I think I have explained this fully to you. Once again, I am sorry if I offended you in any way. I do not give attitude. I am a 47 year old with 42 years experience. I have no alterior motives. My only wish is to be able to help people benefit from my experience. I will not respond to any more of this thread. Good luck in your future endevors as a fish keeper.

Thanks for your help, then I am unsure what I was doing then because I was following a book I have on it which sets up as I did and involves gradual fish introduction, so I am confused by what the book says to do and the test results and what you have said. I can begin adding ammonia but my ammonia levels are already that high (I think higher actually) and I've not added anything. I'll buy some ammonia and add when the ammonia level drops though as it's starting to do.

***EDIT***

Decided to summarise what it says in this book.

It says when you do it the way I have been (I'm not saying its right anymore after what you've said) the bacteria from the older filters and sponges begin producing ammonia and then new bacteria starts to make it into nitrites then nitrates.

Guess buying books on this stuff is pointless I have a tub of bacteria which says you can put in fish 3 days after putting water in your tank after using it and fish food which says to feed 3 times a day, none of it is true :/


My own personal advice, and this is what I have done, is to just start again. Drain all your water out, add new water, clean everything properly and then begin adding your own ammonia into the tank once the water has heated up to around 28-30C. I am no expert, I am still very much a noob when it comes to fish keeping, but this is my logical approach:

If you start to add Ammonia to a tank that has already had problems then these problems may just come back to bite you in the bum. Which is why it is probably best just to start over and follow the fishless cycle guide that Coleen linked you too.

Kez

It's what I'm going to do, it's just stupid that I buy a book and an expensive one too as it goes through diseases and treatments, follow it to the letter and it be totally wrong, if it had told me all this I wouldn't have sent those fishes to their death :(


It is a shame but at least you have found out now rather then buying another stock of fishies and then them dieing!

Record set:
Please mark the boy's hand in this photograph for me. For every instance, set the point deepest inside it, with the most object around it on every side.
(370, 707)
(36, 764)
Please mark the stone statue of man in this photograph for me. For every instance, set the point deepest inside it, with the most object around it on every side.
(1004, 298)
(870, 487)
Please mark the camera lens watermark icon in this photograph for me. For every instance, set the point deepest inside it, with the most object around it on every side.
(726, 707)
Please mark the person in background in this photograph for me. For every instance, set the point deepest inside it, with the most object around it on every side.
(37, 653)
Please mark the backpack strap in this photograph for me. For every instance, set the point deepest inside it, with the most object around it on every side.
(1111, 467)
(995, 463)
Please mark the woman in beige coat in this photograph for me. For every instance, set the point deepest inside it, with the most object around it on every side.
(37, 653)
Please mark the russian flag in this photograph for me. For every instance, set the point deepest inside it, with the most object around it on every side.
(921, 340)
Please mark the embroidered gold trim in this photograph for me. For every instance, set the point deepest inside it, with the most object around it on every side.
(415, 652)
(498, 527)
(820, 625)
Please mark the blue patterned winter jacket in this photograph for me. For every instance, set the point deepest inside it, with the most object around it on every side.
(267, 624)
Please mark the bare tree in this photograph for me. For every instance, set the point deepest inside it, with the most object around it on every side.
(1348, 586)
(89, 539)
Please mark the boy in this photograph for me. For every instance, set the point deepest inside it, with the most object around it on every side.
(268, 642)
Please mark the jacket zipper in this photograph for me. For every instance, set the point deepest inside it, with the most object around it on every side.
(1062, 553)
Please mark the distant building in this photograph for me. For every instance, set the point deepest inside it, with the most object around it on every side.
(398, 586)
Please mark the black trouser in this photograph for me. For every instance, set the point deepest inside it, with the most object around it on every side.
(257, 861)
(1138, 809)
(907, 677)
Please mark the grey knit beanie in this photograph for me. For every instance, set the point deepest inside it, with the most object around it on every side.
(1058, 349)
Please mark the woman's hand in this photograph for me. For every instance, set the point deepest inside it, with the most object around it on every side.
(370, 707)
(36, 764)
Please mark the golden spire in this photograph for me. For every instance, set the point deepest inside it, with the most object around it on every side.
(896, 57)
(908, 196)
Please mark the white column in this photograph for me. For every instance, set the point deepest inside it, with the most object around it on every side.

Activity 1:
How would you put the sentence "My only wish is to be able to help people benefit from my experience." from the fish-keeping forum thread into Spanish?
Activity 2:
Could you continue the fish-keeping forum thread past its final post?

Written answer 1:
Mi único deseo es poder ayudar a la gente a beneficiarse de mi experiencia.

Written answer 2:
 
The thing is I already have added another stock because of the point I made that I kept being told I was wrong (well the book was) but not told how to do it properly (first I've heard about adding ammonia) Luckily though these fish are fine and the water is ok, but sounds like more luck than anything else.

It's just I've set up a second tank and have to start again now after I buy some ammonia, who the hell writes these books!!! ¬_¬
 
It may well have, but try not to get too elaborate on PH and it's issues... relatively small changes will not kill your entire stock, whereas traces of Ammonia and NitrIe will...

You say it is fine, i presume you mean fully cycled and tested regulary? Again, water parameter results will usually get you the answers you're looking for.

Terry.
I'm inclined to disagree. The pH in his tank was extremely high. I had a pH spike that went up to round abouts 8.5, and it killed over half my fish. It was a well extablished tank with perfect parameters. I had those fish for almost a year and never had a problem until the pH spike.....the ammonia and nitrites in my tank when that happened were 0, and the nitrates were 10. I had tried to correct a low pH (WHICH I WILL NEVER DO AGAIN ASIDE FROM WATER CHANGES LOL) and the product was only supposed to take it as high as 7.0 (pH was 6.2-6.4 in the tank) and the procuct skyrocketed the pH to over 8. I lost 4 fish from it. The rest are doing well now thankfully lol.